(Annotation dataset entries)
· · · ·
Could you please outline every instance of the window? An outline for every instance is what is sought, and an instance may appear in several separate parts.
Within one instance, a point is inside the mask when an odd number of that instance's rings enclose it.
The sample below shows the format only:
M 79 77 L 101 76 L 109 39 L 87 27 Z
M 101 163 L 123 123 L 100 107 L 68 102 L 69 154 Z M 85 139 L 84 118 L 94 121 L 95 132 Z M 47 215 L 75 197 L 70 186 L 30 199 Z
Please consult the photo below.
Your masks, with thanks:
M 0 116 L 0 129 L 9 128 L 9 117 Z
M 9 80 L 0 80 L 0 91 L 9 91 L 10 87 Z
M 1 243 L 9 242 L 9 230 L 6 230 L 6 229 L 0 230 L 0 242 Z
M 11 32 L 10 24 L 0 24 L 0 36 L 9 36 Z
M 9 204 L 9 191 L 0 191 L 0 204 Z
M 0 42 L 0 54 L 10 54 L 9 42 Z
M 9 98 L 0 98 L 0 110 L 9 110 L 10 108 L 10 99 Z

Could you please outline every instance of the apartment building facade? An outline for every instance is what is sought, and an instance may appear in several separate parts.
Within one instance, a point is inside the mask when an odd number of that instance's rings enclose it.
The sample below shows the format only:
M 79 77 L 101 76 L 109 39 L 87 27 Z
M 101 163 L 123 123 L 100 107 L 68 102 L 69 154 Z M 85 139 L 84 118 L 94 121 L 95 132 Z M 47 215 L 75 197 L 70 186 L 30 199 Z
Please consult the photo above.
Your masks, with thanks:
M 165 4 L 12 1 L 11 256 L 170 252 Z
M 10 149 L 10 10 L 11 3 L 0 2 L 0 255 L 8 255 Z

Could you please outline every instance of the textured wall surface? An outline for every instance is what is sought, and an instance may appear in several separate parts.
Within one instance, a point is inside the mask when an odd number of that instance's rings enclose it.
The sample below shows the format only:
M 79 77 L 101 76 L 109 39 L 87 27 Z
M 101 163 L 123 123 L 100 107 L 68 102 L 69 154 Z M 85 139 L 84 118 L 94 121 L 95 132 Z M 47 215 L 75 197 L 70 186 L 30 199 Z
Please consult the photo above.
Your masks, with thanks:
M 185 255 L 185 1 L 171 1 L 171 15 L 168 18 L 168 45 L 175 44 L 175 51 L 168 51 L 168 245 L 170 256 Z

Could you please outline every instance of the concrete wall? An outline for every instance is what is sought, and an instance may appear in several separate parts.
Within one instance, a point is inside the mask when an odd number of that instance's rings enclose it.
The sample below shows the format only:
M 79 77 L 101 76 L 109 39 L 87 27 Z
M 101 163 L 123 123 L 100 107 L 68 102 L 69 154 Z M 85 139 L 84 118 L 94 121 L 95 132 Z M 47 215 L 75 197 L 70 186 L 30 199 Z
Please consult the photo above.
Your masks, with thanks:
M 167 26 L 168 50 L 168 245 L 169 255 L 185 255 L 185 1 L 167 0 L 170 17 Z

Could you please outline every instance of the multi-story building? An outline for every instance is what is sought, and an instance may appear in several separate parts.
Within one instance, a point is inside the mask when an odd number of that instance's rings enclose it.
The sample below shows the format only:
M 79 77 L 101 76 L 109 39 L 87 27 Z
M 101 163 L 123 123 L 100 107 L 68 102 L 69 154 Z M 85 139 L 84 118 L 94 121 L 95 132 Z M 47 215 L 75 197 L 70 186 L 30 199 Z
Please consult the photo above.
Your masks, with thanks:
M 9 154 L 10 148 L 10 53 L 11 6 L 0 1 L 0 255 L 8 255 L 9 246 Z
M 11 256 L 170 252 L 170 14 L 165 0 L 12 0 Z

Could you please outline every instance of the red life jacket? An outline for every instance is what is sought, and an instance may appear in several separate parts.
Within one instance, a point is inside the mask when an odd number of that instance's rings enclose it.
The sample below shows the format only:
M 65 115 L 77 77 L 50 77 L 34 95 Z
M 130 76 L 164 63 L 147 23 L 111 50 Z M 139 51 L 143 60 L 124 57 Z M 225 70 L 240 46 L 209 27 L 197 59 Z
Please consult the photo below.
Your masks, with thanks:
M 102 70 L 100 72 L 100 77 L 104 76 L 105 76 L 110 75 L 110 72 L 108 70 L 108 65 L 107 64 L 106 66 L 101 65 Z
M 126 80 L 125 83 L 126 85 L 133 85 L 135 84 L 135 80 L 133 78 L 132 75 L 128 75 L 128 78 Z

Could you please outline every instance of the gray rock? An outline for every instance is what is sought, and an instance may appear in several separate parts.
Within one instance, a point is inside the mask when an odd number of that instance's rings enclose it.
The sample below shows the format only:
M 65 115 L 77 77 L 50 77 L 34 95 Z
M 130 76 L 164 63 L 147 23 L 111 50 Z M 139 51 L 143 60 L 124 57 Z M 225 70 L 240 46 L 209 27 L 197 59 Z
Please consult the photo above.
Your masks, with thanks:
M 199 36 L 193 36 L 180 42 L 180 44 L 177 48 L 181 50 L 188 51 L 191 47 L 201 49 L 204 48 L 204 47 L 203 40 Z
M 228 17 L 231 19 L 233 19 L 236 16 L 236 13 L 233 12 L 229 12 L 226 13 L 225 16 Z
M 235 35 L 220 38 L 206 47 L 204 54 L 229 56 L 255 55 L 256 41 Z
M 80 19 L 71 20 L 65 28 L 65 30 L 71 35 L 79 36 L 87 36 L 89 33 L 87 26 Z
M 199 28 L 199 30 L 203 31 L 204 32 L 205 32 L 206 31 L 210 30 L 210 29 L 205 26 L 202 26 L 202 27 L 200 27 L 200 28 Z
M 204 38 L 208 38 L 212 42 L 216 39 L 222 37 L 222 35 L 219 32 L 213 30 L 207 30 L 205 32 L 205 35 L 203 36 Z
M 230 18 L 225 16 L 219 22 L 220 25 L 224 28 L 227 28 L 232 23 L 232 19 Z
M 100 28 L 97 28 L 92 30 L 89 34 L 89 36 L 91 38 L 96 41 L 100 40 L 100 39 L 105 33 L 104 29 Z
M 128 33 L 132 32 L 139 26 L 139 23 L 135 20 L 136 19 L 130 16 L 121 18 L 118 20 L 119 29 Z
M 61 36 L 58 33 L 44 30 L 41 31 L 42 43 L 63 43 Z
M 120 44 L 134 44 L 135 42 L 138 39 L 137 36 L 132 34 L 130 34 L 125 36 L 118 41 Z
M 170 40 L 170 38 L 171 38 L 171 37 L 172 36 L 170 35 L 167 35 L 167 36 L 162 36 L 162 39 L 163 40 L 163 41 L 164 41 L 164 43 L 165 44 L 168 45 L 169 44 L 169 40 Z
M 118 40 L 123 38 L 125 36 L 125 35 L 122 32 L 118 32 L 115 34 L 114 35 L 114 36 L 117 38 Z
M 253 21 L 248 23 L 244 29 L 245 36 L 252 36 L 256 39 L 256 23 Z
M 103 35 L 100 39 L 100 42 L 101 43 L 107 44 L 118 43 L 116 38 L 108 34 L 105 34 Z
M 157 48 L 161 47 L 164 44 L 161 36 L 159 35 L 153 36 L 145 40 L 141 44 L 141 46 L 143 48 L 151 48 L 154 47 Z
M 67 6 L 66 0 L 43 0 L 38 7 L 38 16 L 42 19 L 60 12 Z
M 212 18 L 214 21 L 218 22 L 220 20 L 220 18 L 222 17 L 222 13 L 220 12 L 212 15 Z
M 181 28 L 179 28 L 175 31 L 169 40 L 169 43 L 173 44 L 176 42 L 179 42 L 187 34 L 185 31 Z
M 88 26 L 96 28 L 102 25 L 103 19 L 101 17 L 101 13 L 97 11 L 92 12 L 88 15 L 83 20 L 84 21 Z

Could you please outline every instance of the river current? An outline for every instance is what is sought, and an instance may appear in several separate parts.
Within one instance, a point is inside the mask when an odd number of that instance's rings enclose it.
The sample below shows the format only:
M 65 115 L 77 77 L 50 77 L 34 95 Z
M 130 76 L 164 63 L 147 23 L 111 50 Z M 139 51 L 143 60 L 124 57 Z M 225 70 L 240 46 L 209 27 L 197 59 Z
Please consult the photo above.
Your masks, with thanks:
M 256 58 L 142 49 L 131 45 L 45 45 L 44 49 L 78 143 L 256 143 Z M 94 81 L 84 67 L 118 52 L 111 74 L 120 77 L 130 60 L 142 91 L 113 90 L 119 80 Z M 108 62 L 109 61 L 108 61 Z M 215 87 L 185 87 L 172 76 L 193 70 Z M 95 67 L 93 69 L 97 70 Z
· · · ·
Exercise objective - Reproduce the lines of the material starting at the line containing "Could you please outline every instance of the concrete" and ending at the line containing "M 167 26 L 168", leaving every line unchanged except the last. On that last line, scale each mask coordinate by 1.55 and round it to the nearest whole number, with halves rounded up.

Task response -
Could you please outline every instance of the concrete wall? An outline for every instance is what is sought, and an instance may appear in several separate parts.
Within one instance, a point is inside the mask when an odd number of that instance's rings enclose it.
The sample below shows the format only:
M 79 77 L 101 76 L 109 39 L 87 27 Z
M 101 163 L 123 123 L 100 107 L 68 102 L 69 154 Z M 85 139 L 84 118 L 94 121 L 95 132 Z M 47 215 L 75 197 L 70 186 L 30 199 Z
Please consult the photo above.
Your masks, with thanks:
M 259 40 L 260 78 L 260 380 L 262 395 L 287 395 L 287 2 L 259 0 L 264 26 Z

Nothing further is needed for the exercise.